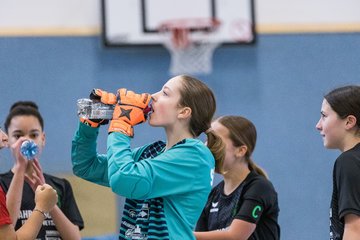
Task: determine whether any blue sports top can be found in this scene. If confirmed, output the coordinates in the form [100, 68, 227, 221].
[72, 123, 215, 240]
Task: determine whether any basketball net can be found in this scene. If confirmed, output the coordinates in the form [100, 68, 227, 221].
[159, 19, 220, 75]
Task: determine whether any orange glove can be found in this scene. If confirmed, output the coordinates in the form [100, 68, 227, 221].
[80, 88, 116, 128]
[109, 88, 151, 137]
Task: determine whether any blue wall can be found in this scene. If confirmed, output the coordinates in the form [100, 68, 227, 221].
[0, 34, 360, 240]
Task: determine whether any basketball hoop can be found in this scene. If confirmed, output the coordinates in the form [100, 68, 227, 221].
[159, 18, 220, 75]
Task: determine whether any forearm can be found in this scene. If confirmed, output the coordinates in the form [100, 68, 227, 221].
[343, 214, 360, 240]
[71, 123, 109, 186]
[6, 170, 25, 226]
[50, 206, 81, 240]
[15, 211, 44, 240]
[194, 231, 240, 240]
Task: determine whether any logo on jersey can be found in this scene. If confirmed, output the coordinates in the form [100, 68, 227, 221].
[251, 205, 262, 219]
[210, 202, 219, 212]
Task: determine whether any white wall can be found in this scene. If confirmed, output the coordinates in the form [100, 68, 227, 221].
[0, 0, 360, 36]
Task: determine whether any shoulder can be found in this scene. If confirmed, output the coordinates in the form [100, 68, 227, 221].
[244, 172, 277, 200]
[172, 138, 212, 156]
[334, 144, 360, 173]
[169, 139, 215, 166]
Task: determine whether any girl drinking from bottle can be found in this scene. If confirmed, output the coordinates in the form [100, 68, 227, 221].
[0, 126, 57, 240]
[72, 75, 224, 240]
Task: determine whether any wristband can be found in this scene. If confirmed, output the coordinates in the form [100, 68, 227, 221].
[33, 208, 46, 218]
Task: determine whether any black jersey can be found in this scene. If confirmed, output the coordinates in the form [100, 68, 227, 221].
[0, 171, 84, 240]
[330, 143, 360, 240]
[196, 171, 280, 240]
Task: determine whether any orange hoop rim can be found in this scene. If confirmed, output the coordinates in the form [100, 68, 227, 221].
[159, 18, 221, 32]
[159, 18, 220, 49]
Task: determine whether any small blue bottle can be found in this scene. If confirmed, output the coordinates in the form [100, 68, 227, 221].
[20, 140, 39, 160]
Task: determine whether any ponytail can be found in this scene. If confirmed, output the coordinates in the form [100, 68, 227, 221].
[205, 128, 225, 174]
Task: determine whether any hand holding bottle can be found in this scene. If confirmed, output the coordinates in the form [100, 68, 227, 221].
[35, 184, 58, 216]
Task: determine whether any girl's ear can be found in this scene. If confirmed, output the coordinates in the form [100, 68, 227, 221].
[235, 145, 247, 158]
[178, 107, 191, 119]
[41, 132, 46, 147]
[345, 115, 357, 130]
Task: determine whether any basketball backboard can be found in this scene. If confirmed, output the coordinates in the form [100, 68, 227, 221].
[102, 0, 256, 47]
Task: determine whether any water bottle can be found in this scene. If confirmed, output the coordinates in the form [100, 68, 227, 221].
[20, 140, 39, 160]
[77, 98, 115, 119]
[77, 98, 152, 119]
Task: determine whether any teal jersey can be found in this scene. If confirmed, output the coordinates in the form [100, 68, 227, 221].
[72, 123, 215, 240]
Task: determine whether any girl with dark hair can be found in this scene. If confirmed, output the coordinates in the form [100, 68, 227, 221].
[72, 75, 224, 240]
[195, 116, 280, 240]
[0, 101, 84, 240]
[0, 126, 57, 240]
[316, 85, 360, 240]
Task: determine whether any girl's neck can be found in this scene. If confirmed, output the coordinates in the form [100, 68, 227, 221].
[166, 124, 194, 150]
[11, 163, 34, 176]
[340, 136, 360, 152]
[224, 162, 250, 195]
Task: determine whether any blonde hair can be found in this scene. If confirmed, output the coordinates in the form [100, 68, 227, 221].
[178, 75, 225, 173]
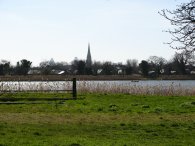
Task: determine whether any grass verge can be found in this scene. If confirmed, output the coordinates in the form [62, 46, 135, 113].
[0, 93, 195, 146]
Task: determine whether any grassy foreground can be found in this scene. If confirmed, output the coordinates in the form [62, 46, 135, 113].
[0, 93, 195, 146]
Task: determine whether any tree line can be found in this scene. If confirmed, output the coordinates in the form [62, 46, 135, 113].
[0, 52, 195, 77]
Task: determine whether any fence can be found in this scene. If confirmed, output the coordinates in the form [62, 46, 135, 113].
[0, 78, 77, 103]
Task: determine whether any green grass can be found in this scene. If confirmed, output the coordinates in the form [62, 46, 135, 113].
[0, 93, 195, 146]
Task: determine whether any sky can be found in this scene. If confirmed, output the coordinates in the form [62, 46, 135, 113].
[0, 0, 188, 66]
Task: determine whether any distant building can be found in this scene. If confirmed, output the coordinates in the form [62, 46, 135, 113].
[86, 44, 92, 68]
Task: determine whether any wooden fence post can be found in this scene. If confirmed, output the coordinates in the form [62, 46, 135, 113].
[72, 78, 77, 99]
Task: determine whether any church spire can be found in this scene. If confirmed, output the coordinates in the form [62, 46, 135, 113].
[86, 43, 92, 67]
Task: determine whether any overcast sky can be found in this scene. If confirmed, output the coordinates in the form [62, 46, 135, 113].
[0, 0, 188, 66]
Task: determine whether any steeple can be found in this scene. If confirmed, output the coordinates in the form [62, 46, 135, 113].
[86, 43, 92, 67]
□ □ □ □
- REQUIRED WORK: Revise all of the material above by changing every "scene" to "image" and keeping everything else the same. Omit the pictures from your version.

- TASK OUTPUT:
Task: determine whether any blue sports top can be found in this image. If confirmed, output the coordinates in the form [100, 68, 227, 221].
[72, 123, 215, 240]
Task: determine whether any basketball net can be found in this image. If confirmed, output the coordinates in the form [100, 68, 227, 221].
[159, 19, 220, 75]
Task: determine whether any orange glove can be found in this image. If confirmed, output the coordinates in the form [100, 68, 227, 221].
[80, 88, 116, 128]
[109, 88, 151, 137]
Task: determine whether any blue wall can be found in this image. If confirmed, output the coordinates in the form [100, 68, 227, 221].
[0, 34, 360, 240]
Task: determine whether any basketball hoop can be found in this image. If confirmed, output the coordinates in the form [100, 68, 227, 221].
[159, 18, 220, 75]
Task: determine whether any forearm can be found in this image. If confirmed, output the coordinates in the form [100, 68, 227, 221].
[343, 214, 360, 240]
[71, 123, 109, 186]
[6, 170, 25, 226]
[50, 206, 81, 240]
[15, 211, 44, 240]
[194, 231, 240, 240]
Task: determine whether any logo on jersey can be found in this image. If confirmed, output the coordinates in the form [100, 68, 227, 221].
[251, 205, 262, 219]
[210, 202, 219, 212]
Task: determine whether any white wall can be found in this image. If confirmed, output the coordinates in the form [100, 68, 227, 221].
[0, 0, 360, 36]
Task: determine whether any shoulder can be found in this image. If confirmed, output the coordinates in the form [100, 68, 227, 221].
[244, 172, 277, 200]
[172, 138, 212, 156]
[334, 144, 360, 173]
[169, 139, 215, 166]
Task: determine whether any girl drinking from bottle can be found in this image. If confirmed, output the coordinates in the form [100, 68, 227, 221].
[0, 126, 57, 240]
[72, 75, 224, 240]
Task: determine whether any wristband can be found in this image. If confirmed, output the coordinates in the form [100, 68, 227, 221].
[33, 208, 46, 218]
Task: determine whether any black jersey can be found in this image. If confirmed, output the coordinates in the form [100, 68, 227, 221].
[0, 171, 84, 240]
[330, 143, 360, 240]
[196, 171, 280, 240]
Task: determine whether any orange hoop rim can be found in this image. If confirmed, output the coordinates in the form [100, 68, 227, 221].
[159, 18, 221, 32]
[159, 18, 220, 49]
Task: determine whether any small blue bottle can be found in this image. If confirmed, output the coordinates in the form [100, 68, 227, 221].
[20, 140, 39, 160]
Task: determine whether any ponytail can be found in this image. If confirmed, output the coordinates in the form [100, 68, 227, 221].
[205, 128, 225, 174]
Task: determine whether any hand holding bottle can be found in this image. If confirmed, output the coordinates in the form [100, 68, 227, 221].
[35, 184, 58, 216]
Task: determine whether any girl's ear can be found in this image. If confirmed, output the coordinates in the form [100, 68, 227, 221].
[235, 145, 247, 158]
[178, 107, 191, 119]
[41, 132, 46, 147]
[345, 115, 357, 130]
Task: determine whether any basketball backboard can be found in this image. If confirmed, output the coordinates in the form [100, 68, 227, 221].
[102, 0, 256, 47]
Task: determine whether any water bottle can be found in this image. If confirmed, output the coordinates in the form [100, 68, 227, 221].
[20, 140, 39, 160]
[77, 98, 115, 119]
[77, 98, 152, 119]
Task: determine whether any teal jersey can be found in this image. If confirmed, output the coordinates in the form [100, 68, 227, 221].
[72, 123, 215, 240]
Task: determine whether any girl with dark hair can be found in this image. If confirmed, output the coordinates in the form [100, 68, 227, 221].
[72, 75, 224, 240]
[195, 116, 280, 240]
[0, 101, 84, 240]
[0, 126, 57, 240]
[316, 85, 360, 240]
Task: determine whether any girl's neck can be found in this image. If confirmed, output the coordinates in the form [100, 68, 227, 221].
[166, 124, 194, 150]
[11, 163, 34, 176]
[340, 136, 360, 152]
[224, 162, 250, 195]
Task: determine whether any blonde hair can be found in this image. If confirmed, output the coordinates in the form [100, 68, 227, 221].
[178, 75, 225, 173]
Task: determine whether any grass verge can be found in this image. If confirmed, output the coordinates in the form [62, 46, 135, 113].
[0, 93, 195, 146]
Task: determine whether any grassy foreground can be found in this image. If confirmed, output the coordinates in the form [62, 46, 135, 113].
[0, 93, 195, 146]
Task: determine whether any tree line can be found in this image. If confirmed, output the coordinates in the form [62, 46, 135, 113].
[0, 52, 195, 77]
Task: determine whether any fence can be found in this image. If confirmed, output the coordinates in the form [62, 46, 135, 113].
[0, 78, 77, 103]
Task: determine whether any green grass can be found in this image. If confirmed, output the coordinates in the form [62, 46, 135, 113].
[0, 93, 195, 146]
Task: determine whether any sky can be found in this image. If confirmed, output the coordinates in the form [62, 46, 135, 113].
[0, 0, 188, 66]
Task: determine whether any distant building can be found in this image. If confirmed, output the coordinates in the form [62, 46, 135, 113].
[86, 44, 92, 68]
Task: determine whether any wooden fence post can be found in this image. If confirmed, output the coordinates in the form [62, 46, 135, 113].
[72, 78, 77, 99]
Task: determine whether any church spire can be found in this image. If confirmed, output the coordinates in the form [62, 46, 135, 113].
[86, 43, 92, 67]
Task: determine whether any overcast sky can be found in this image. If confirmed, output the coordinates in the form [62, 46, 135, 113].
[0, 0, 188, 66]
Task: determine whether any steeple can be found in this image. If confirmed, output the coordinates in the form [62, 46, 135, 113].
[86, 43, 92, 67]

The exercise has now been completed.